**TO DO**:
Find "point: stone ledge" in the records that follow; print that line and each subsequent line through the last one, verbatim and with nothing added.

─── INFORMATION GIVEN

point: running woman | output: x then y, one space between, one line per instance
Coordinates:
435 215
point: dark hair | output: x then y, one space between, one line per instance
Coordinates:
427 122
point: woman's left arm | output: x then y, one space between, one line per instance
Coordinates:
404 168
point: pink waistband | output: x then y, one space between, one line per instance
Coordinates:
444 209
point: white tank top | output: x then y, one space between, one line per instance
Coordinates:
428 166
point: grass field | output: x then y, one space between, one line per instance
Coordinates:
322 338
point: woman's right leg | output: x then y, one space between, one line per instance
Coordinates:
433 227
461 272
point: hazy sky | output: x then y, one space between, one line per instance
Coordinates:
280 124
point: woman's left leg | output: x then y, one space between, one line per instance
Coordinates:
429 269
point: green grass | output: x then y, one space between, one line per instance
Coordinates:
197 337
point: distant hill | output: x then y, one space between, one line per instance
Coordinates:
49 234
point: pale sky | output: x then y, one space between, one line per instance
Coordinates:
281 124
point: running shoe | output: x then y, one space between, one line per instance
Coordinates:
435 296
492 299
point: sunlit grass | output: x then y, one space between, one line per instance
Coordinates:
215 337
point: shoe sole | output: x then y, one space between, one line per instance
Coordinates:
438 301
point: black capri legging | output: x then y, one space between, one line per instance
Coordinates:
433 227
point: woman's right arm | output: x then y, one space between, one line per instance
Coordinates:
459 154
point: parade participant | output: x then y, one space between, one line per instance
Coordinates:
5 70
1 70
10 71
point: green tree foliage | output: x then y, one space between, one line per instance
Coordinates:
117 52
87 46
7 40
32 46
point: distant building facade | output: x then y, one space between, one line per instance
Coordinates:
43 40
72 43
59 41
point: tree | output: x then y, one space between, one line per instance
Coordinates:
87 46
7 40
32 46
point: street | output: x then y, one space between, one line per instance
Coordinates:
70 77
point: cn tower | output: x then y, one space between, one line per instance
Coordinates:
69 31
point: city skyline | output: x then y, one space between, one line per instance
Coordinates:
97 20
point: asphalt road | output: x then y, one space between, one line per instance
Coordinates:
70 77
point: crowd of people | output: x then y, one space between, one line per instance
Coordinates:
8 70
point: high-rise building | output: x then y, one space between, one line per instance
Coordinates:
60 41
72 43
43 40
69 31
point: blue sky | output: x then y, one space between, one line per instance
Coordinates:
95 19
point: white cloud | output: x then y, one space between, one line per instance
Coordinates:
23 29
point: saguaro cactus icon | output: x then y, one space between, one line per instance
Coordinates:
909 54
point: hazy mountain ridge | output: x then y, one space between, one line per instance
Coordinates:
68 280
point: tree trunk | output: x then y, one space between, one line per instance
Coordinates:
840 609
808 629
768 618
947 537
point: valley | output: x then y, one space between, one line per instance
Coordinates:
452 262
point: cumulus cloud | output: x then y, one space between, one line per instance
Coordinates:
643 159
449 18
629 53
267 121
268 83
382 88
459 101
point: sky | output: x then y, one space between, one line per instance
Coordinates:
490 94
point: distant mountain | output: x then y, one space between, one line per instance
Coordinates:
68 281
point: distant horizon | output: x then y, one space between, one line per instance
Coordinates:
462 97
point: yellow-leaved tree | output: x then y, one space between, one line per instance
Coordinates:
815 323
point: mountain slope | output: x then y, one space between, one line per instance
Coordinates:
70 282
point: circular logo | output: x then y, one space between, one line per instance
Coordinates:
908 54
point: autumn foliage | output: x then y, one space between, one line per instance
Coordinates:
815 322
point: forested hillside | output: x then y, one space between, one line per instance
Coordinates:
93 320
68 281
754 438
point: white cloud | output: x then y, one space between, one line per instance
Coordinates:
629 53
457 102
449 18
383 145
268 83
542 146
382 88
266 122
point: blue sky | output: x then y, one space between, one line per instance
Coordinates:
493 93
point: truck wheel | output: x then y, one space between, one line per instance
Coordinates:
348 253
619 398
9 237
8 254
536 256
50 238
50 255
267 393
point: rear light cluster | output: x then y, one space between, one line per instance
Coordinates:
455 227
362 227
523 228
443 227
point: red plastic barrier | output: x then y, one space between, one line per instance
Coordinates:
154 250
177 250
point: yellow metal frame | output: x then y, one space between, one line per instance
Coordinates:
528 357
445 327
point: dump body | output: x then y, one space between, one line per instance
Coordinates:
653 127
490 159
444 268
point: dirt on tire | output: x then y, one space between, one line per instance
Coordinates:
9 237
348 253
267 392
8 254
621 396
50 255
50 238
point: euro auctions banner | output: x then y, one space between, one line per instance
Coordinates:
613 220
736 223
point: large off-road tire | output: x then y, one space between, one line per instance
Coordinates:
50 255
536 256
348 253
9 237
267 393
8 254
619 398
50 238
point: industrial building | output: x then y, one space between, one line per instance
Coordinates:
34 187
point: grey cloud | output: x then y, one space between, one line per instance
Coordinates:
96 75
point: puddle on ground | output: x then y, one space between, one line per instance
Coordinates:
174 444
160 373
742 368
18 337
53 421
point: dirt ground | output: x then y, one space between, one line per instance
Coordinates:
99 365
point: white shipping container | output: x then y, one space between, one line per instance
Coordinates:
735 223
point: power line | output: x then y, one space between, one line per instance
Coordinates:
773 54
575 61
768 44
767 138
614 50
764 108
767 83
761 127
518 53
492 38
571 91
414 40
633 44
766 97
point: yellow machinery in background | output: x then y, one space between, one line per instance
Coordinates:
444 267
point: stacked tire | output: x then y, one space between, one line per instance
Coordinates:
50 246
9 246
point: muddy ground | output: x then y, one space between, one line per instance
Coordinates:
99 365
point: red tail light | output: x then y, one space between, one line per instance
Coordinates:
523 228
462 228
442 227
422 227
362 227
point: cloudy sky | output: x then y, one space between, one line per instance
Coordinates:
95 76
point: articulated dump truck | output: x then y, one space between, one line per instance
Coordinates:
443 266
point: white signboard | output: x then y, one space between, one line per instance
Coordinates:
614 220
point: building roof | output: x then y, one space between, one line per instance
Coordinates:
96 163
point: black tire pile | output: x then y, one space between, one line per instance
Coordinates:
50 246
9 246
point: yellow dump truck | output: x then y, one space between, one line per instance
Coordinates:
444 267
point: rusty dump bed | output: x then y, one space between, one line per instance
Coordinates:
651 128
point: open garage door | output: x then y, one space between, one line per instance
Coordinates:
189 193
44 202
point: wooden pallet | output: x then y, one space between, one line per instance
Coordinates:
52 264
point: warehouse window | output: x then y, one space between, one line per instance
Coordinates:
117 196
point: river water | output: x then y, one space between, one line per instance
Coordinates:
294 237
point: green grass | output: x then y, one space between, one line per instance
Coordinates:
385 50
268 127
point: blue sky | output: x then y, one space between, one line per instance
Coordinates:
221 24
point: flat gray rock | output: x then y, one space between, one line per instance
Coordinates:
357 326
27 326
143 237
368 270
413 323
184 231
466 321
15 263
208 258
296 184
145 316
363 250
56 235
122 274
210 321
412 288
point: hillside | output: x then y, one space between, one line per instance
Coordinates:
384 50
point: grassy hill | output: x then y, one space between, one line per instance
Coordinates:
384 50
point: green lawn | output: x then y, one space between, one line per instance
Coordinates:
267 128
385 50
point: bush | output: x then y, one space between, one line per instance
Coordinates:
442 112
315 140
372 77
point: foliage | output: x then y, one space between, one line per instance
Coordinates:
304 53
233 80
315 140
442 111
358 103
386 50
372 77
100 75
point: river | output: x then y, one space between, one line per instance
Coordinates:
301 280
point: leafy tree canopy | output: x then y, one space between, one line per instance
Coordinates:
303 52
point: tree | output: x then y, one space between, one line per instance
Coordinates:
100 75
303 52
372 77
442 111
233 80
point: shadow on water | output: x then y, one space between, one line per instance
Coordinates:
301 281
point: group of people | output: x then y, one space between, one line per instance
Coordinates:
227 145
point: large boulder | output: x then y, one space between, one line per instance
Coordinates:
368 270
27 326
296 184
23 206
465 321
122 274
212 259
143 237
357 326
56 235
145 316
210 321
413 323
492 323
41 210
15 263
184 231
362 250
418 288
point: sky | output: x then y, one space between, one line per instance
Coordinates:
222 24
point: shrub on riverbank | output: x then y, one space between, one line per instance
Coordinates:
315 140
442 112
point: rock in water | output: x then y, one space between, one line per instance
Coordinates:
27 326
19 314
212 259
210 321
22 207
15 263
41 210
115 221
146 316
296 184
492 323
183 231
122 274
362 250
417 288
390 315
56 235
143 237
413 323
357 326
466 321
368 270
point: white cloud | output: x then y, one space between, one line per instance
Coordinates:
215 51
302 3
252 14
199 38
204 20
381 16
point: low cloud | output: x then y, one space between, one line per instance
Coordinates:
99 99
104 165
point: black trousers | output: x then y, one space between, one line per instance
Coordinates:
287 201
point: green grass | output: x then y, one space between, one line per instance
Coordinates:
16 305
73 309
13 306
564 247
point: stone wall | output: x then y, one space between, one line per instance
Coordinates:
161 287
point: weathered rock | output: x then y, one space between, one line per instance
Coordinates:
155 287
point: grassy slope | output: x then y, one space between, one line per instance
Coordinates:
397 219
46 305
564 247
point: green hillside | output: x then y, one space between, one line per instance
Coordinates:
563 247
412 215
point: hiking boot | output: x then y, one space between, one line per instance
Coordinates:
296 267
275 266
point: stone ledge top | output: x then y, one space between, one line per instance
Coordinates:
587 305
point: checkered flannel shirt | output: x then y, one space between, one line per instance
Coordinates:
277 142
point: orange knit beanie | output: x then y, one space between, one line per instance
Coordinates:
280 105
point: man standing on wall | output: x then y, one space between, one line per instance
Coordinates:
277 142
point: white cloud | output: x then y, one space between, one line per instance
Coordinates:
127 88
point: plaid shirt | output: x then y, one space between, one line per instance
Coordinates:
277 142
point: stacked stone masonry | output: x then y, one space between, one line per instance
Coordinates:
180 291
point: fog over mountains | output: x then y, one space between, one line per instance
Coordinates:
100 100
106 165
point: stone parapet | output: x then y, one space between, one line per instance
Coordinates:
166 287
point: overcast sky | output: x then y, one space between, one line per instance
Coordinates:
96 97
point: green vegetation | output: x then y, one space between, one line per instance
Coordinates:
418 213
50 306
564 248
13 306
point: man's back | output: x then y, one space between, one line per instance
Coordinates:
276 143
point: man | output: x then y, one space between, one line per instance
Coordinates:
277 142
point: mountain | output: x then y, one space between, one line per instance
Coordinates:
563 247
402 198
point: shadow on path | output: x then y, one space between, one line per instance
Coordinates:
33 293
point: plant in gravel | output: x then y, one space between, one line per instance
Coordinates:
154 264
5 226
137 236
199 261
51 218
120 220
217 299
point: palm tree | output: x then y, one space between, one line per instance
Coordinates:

──────

**SOLUTION TO THE PROBLEM**:
point: stone ledge top | output: x then y, one space between, one line per instance
Coordinates:
587 305
point: checkered flannel shirt | output: x then y, one space between, one line per instance
Coordinates:
277 142
point: orange knit beanie | output: x then y, one space between, one line per instance
Coordinates:
280 105
point: man standing on wall | output: x then y, one space between, one line per instance
Coordinates:
277 142
point: white cloud | output: x then y, one space between, one line per instance
Coordinates:
127 88
point: plaid shirt | output: x then y, one space between, one line per instance
Coordinates:
277 142
point: stacked stone masonry | output: x then y, one space between, one line per instance
Coordinates:
180 291
point: fog over mountains | output: x then y, one space between, one line per instance
Coordinates:
100 100
106 165
point: stone parapet | output: x then y, one space between, one line per instance
Coordinates:
166 287
point: overcast sky | output: x then y, one space between, one line per instance
Coordinates:
96 97
point: green vegetation | output: x then y, one space between, one line per instance
Coordinates:
418 213
50 306
564 248
13 306
point: man's back | output: x then y, one space between, one line per instance
Coordinates:
276 143
point: man | output: x then y, one space between, one line per instance
Coordinates:
277 142
point: mountain | output: x then y, one space between, one line per instance
Coordinates:
563 247
402 198
point: shadow on path | output: x then y, one space between, one line per instance
Coordinates:
33 293
point: plant in gravel | output: x then y, one space between, one line per instance
Coordinates:
154 264
5 226
137 236
199 261
51 218
120 220
217 299
point: palm tree | output: x then y, one space between, one line per instance
Coordinates:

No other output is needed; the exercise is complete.